Top of Given information
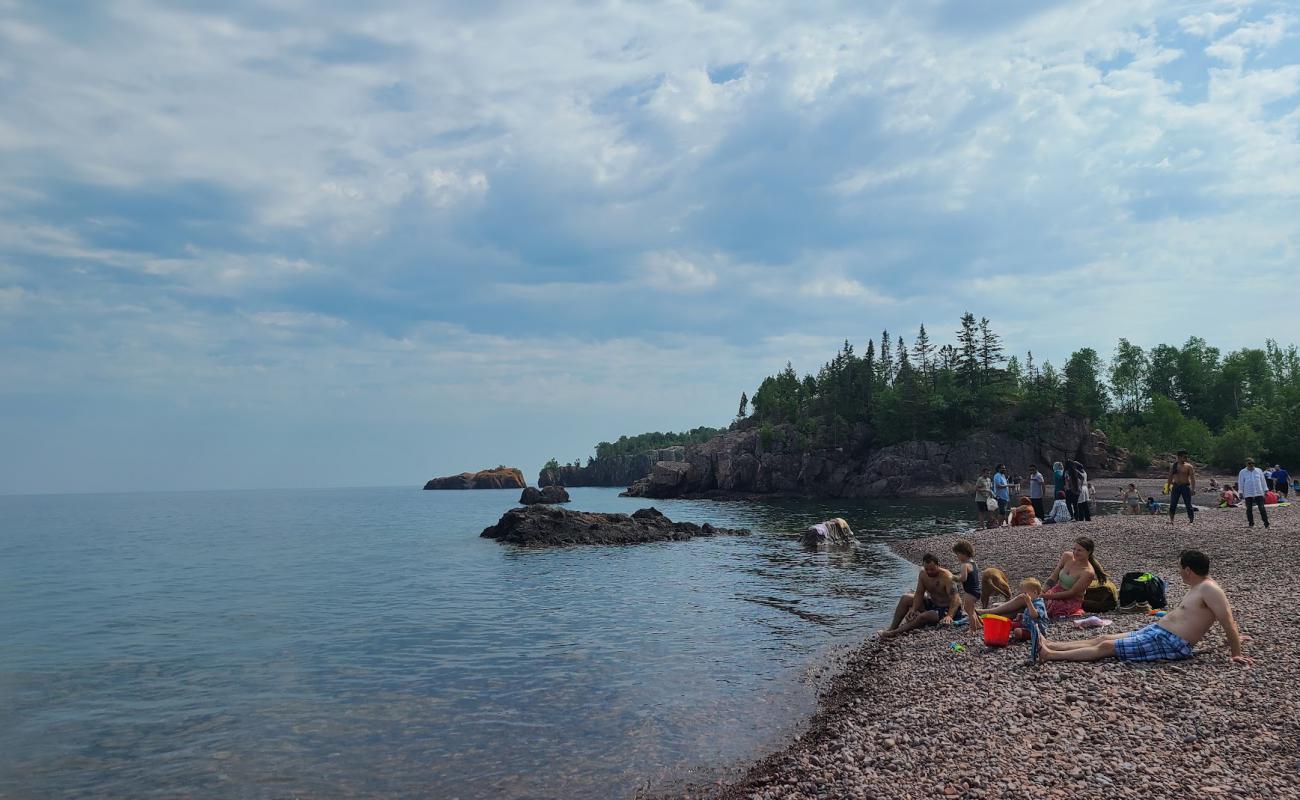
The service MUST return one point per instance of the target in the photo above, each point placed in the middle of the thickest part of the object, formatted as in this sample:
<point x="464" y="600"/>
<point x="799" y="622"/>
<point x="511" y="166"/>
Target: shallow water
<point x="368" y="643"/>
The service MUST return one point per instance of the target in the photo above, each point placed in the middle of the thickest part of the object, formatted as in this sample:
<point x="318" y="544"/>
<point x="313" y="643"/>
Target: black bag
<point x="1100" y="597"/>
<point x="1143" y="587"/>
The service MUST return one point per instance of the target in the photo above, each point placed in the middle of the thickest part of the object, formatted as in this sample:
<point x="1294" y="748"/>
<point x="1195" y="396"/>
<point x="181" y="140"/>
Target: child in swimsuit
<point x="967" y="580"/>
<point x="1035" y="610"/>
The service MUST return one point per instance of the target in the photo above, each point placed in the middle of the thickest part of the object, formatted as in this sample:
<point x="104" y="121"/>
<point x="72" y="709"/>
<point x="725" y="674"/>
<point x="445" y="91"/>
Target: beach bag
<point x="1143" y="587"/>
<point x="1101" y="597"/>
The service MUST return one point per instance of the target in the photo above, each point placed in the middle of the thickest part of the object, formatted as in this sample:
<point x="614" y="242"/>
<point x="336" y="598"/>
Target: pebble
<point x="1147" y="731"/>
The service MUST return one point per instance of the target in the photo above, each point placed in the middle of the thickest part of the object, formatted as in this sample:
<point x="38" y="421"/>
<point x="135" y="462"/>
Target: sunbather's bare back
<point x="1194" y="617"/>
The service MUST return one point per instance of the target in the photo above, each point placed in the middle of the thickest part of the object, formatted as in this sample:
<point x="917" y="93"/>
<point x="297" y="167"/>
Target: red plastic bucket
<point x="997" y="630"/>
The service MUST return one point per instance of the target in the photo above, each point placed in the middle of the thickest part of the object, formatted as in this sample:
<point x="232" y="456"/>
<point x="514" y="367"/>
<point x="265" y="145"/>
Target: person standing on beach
Bottom of Given information
▸ **Task to carry out**:
Give every entry again verbatim, with no pictures.

▸ **Answer area**:
The service MUST return one point per instance of the target in the photo above, each point placed in the middle of the thickest part of the object, formatted as in this sample:
<point x="464" y="600"/>
<point x="799" y="622"/>
<point x="511" y="166"/>
Target: shallow water
<point x="368" y="643"/>
The service MUST return one point per instance of the target in the photo above, each point placed in the middle of the thickest part of the object, formatted as in this sample:
<point x="318" y="544"/>
<point x="313" y="643"/>
Target: black bag
<point x="1100" y="597"/>
<point x="1143" y="587"/>
The service MUST return one point per instance of the target in the photo above, each point placed in the middle of the thickest part of the object, formatted as in this sample:
<point x="1294" y="748"/>
<point x="1195" y="396"/>
<point x="181" y="140"/>
Target: child in swimsuit
<point x="967" y="580"/>
<point x="1035" y="610"/>
The service MUST return one point per instance of the target in the photo above, each point placed in the middle of the thickest part of the object, formatted as in this sample:
<point x="104" y="121"/>
<point x="72" y="709"/>
<point x="725" y="674"/>
<point x="445" y="91"/>
Target: beach bag
<point x="1143" y="587"/>
<point x="1101" y="597"/>
The service MUST return one point per instance of the target in the photo above, each point placed in the middle of the thickest part of the object, formatted as in this sample:
<point x="614" y="242"/>
<point x="336" y="598"/>
Target: pebble
<point x="1147" y="731"/>
The service MUST return one point per instance of the target in the photo above, each point placed in the middle of the thickest part of the object, formatted as in this sample:
<point x="38" y="421"/>
<point x="135" y="462"/>
Target: sunbather's bare back
<point x="1194" y="617"/>
The service MUST return one point per instance of the target in the photo above, each point placed in the middle of the thickest part of the object, formatted as in this sample:
<point x="917" y="93"/>
<point x="297" y="167"/>
Target: red plastic bucket
<point x="997" y="630"/>
The service MUST return one point per instance of the target in the photo above, each point placed in the middle of the thickest part of the object, formatted as in this sample:
<point x="232" y="456"/>
<point x="514" y="367"/>
<point x="265" y="145"/>
Target: person standing on beach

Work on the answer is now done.